▶ _SOURCE TEXT_
I understand the point now: setting p->iovs_num = 0 before
multifd_send_state->ops->send_prepare() causes p->iov[0] to be used for
pages instead of the header. I was not aware, so thanks for pointing that out!

But it's also necessary to have an else clause with p->iovs_num = 0, right?
It seems like the variable is not set anywhere else, and it would keep growing
after the second loop iteration, causing prepare() to access p->iov[]
outside bounds.

Am I missing something here?

>
> >              p->normal_num = 0;
> >
> > @@ -665,15 +667,36 @@ static void *multifd_send_thread(void *opaque)
> >              trace_multifd_send(p->id, packet_num, p->normal_num, flags,
> >                                 p->next_packet_size);
> >
> > -            p->iov[0].iov_len = p->packet_len;
> > -            p->iov[0].iov_base = p->packet;
> > +            if (migrate_use_zero_copy_send()) {
> > +                /* Send header without zerocopy */
> > +                ret = qio_channel_write_all(p->c, (void *)p->packet,
> > +                                            p->packet_len, &local_err);
> > +                if (ret != 0) {
> > +                    break;
> > +                }
> > +
> > +                if (!p->normal_num) {
> > +                    /* No pages will be sent */
> > +                    goto skip_send;
> > +                }
>
> Don't need this AFAIK, because the qio_channel_writev_all
> call will be a no-op if  iovs_num is zero
>

Oh, I see:
qio_channel_writev_all() will call qio_channel_writev_full_all() where
niov == 0 and thus nlocal_iov == 0, avoiding the loop that calls
qio_channel_writev_full().

I will remove that in v10


> >
> > -            ret = qio_channel_writev_all(p->c, p->iov, p->iovs_num,
> > +                /* Skip first iov : header */
> > +                iov_offset = 1;
>
> Don't need to set this

Agree, that makes sense since the offset part is discontinued.

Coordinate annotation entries
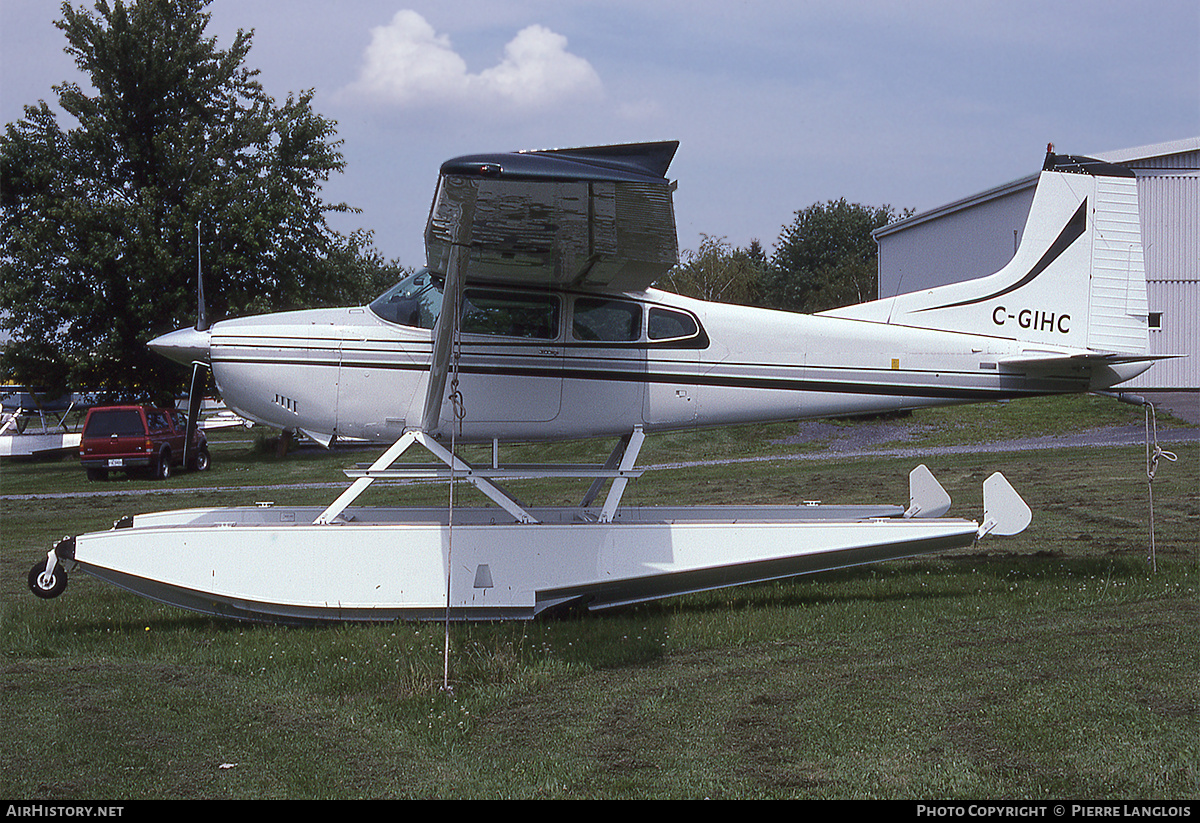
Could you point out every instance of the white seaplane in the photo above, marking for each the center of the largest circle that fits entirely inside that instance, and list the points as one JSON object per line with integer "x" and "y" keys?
{"x": 535, "y": 319}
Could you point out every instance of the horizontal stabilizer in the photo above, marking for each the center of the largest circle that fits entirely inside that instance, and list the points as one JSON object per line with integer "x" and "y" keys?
{"x": 1081, "y": 358}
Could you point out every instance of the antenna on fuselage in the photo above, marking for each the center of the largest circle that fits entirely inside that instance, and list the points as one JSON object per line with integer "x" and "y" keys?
{"x": 202, "y": 312}
{"x": 199, "y": 370}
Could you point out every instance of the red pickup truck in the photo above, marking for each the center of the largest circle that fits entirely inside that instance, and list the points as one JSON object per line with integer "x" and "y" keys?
{"x": 131, "y": 438}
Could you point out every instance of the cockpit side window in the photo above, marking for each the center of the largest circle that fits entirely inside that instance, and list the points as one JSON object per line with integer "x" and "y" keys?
{"x": 598, "y": 319}
{"x": 414, "y": 301}
{"x": 510, "y": 313}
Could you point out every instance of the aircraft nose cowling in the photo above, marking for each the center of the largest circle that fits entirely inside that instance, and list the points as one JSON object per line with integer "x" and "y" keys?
{"x": 184, "y": 346}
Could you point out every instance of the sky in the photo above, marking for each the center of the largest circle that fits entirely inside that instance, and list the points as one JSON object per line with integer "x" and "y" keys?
{"x": 777, "y": 103}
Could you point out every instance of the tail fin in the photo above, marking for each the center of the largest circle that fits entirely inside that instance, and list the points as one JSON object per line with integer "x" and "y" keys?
{"x": 1078, "y": 278}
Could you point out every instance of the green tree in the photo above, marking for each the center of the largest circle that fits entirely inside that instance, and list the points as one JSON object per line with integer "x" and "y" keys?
{"x": 175, "y": 155}
{"x": 719, "y": 271}
{"x": 827, "y": 257}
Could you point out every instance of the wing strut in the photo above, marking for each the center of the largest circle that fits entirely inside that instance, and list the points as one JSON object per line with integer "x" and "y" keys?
{"x": 451, "y": 301}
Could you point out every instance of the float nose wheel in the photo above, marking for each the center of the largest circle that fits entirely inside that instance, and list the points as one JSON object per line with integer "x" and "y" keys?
{"x": 47, "y": 581}
{"x": 48, "y": 578}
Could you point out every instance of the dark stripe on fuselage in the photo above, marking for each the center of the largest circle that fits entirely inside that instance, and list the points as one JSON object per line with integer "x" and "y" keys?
{"x": 713, "y": 380}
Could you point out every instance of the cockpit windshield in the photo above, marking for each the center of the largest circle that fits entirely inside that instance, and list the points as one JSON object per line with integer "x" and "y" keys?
{"x": 414, "y": 301}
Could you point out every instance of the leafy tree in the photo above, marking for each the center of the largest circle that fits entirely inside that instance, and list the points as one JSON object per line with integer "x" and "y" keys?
{"x": 719, "y": 271}
{"x": 827, "y": 257}
{"x": 175, "y": 155}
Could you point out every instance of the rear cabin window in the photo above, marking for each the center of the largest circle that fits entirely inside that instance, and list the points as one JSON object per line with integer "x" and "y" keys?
{"x": 414, "y": 301}
{"x": 613, "y": 320}
{"x": 121, "y": 422}
{"x": 510, "y": 314}
{"x": 666, "y": 324}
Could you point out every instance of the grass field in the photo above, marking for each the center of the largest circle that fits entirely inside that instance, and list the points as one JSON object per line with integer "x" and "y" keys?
{"x": 1051, "y": 665}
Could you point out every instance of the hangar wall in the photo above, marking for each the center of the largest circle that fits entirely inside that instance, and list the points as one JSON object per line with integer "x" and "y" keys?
{"x": 977, "y": 235}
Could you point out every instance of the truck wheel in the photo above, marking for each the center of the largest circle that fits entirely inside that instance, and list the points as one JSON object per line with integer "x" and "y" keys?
{"x": 47, "y": 586}
{"x": 203, "y": 461}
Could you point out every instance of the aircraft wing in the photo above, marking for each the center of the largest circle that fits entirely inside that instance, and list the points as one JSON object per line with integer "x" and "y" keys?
{"x": 597, "y": 217}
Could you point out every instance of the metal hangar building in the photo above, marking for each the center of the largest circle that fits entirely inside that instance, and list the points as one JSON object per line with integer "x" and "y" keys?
{"x": 977, "y": 235}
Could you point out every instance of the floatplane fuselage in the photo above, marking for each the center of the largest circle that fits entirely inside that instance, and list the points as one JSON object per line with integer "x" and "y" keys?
{"x": 537, "y": 318}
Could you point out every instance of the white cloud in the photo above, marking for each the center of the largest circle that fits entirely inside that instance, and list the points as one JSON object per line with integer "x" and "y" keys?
{"x": 408, "y": 62}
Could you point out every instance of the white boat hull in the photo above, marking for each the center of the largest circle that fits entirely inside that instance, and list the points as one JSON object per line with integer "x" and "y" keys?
{"x": 274, "y": 564}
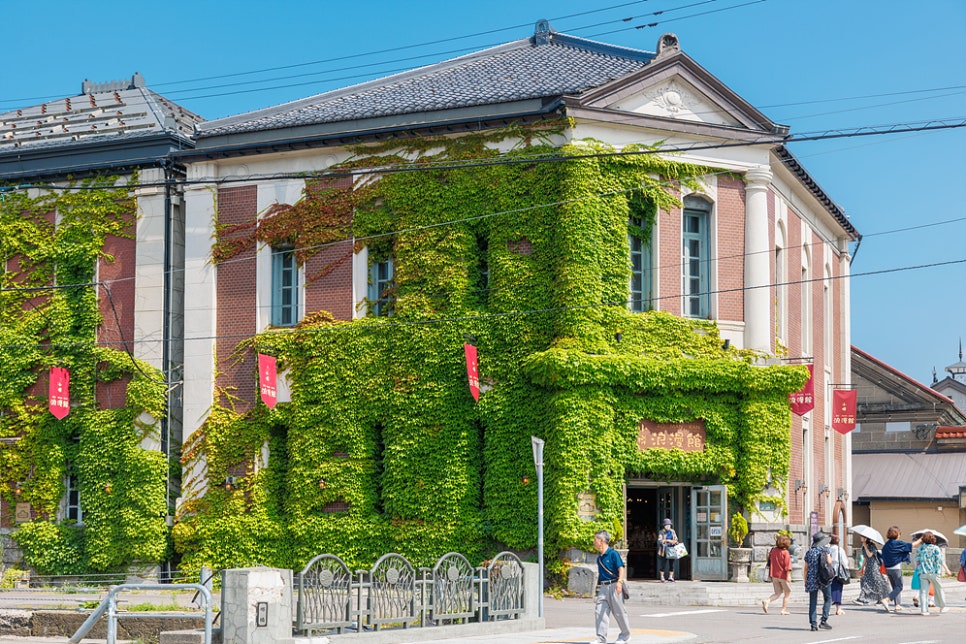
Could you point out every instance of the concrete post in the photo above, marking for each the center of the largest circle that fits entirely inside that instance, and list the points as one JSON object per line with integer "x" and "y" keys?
{"x": 257, "y": 606}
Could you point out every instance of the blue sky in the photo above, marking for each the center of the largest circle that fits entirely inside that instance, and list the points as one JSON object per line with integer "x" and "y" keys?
{"x": 815, "y": 65}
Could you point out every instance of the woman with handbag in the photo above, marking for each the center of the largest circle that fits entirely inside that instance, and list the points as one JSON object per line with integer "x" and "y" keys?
{"x": 930, "y": 564}
{"x": 665, "y": 539}
{"x": 780, "y": 571}
{"x": 841, "y": 563}
{"x": 873, "y": 587}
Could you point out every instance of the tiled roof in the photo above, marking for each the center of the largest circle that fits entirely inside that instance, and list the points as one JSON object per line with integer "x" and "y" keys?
{"x": 907, "y": 475}
{"x": 949, "y": 432}
{"x": 546, "y": 65}
{"x": 102, "y": 111}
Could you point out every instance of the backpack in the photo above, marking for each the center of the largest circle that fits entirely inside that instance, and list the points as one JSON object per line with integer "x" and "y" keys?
{"x": 826, "y": 569}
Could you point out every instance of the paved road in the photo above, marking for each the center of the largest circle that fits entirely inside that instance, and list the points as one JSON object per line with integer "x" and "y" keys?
{"x": 571, "y": 621}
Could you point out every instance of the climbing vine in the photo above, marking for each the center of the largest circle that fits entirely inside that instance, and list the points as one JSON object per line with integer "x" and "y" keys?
{"x": 382, "y": 448}
{"x": 57, "y": 238}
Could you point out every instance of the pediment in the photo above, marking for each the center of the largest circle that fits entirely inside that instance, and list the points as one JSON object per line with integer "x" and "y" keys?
{"x": 676, "y": 99}
{"x": 677, "y": 88}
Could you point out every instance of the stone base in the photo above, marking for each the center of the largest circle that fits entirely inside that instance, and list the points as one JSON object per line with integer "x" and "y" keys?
{"x": 582, "y": 580}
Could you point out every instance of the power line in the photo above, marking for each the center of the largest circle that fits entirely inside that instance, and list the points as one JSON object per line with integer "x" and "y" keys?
{"x": 503, "y": 159}
{"x": 502, "y": 314}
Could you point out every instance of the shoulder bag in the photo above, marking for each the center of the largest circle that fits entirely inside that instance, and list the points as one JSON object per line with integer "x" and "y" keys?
{"x": 624, "y": 593}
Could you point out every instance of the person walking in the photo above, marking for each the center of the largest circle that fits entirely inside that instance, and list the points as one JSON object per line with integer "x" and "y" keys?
{"x": 840, "y": 561}
{"x": 812, "y": 585}
{"x": 873, "y": 586}
{"x": 611, "y": 576}
{"x": 930, "y": 562}
{"x": 665, "y": 538}
{"x": 780, "y": 571}
{"x": 895, "y": 552}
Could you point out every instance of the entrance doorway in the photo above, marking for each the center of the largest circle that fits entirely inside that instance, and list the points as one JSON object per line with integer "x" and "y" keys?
{"x": 648, "y": 504}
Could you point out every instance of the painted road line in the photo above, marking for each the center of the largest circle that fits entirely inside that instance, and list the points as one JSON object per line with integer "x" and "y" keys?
{"x": 686, "y": 612}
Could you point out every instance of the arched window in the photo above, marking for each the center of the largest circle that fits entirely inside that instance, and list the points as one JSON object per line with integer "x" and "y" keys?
{"x": 381, "y": 297}
{"x": 781, "y": 286}
{"x": 285, "y": 286}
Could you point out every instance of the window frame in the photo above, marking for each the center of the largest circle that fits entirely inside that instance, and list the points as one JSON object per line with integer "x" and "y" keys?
{"x": 642, "y": 298}
{"x": 381, "y": 299}
{"x": 698, "y": 208}
{"x": 73, "y": 508}
{"x": 285, "y": 294}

▶ _REQUIRED TASK 1_
Using the multifd patch discussion, decide whether each statement agrees with it: (a) qio_channel_writev_all() calls qio_channel_writev_full_all(); (b) with zero copy send enabled, the packet header is sent with zerocopy; (c) the writer worries that p->iovs_num keeps growing because nothing else sets it. Answer yes or no for each, quoting the words that decide it.
▶ _REQUIRED TASK 2_
Extend the multifd patch discussion past its final sentence.
The listing has no connection to the multifd patch discussion.

▶ _ANSWER 1_
(a) Yes: "qio_channel_writev_all() will call qio_channel_writev_full_all()"
(b) No: "/* Send header without zerocopy */"
(c) Yes: "the variable is not set anywhere else, and it would keep growing"

▶ _ANSWER 2_
>
> > +            } else {
> > +                /* Send header using the same writev call */
> > +                p->iov[0].iov_len = p->packet_len;
> > +                p->iov[0].iov_base = p->packet;
> > +            }
> > +
> > +            ret = qio_channel_writev_all(p->c, p->iov + iov_offset,
> > +                                         p->iovs_num - iov_offset,
> >                                           &local_err);
>
> This wouldn't need changing if we don't reserve iovs[0] when
> not required.

Agree.

>
> > +
> >              if (ret != 0) {
> >                  break;
> >              }
> >
> > +skip_send:
> >              qemu_mutex_lock(&p->mutex);
> >              p->pending_job--;
> >              qemu_mutex_unlock(&p->mutex);
> > --
> > 2.36.0
> >
>
> With regards,
> Daniel
> --
> |: https://berrange.com      -o-    https://www.flickr.com/photos/dberrange :|
> |: https://libvirt.org         -o-            https://fstop138.berrange.com :|
> |: https://entangle-photo.org    -o-    https://www.instagram.com/dberrange :|
>

I will probably send a v10 shortly.

Thanks for reviewing!

Best regards,
Leo
diff mbox series

Patch

diff --git a/migration/multifd.c b/migration/multifd.c
index 15fb668e64..6c940aaa98 100644
--- a/migration/multifd.c
+++ b/migration/multifd.c
@@ -639,6 +639,8 @@  static void *multifd_send_thread(void *opaque)
         if (p->pending_job) {
             uint64_t packet_num = p->packet_num;
             uint32_t flags = p->flags;
+            int iov_offset = 0;
+
             p->iovs_num = 1;
             p->normal_num = 0;
 
@@ -665,15 +667,36 @@  static void *multifd_send_thread(void *opaque)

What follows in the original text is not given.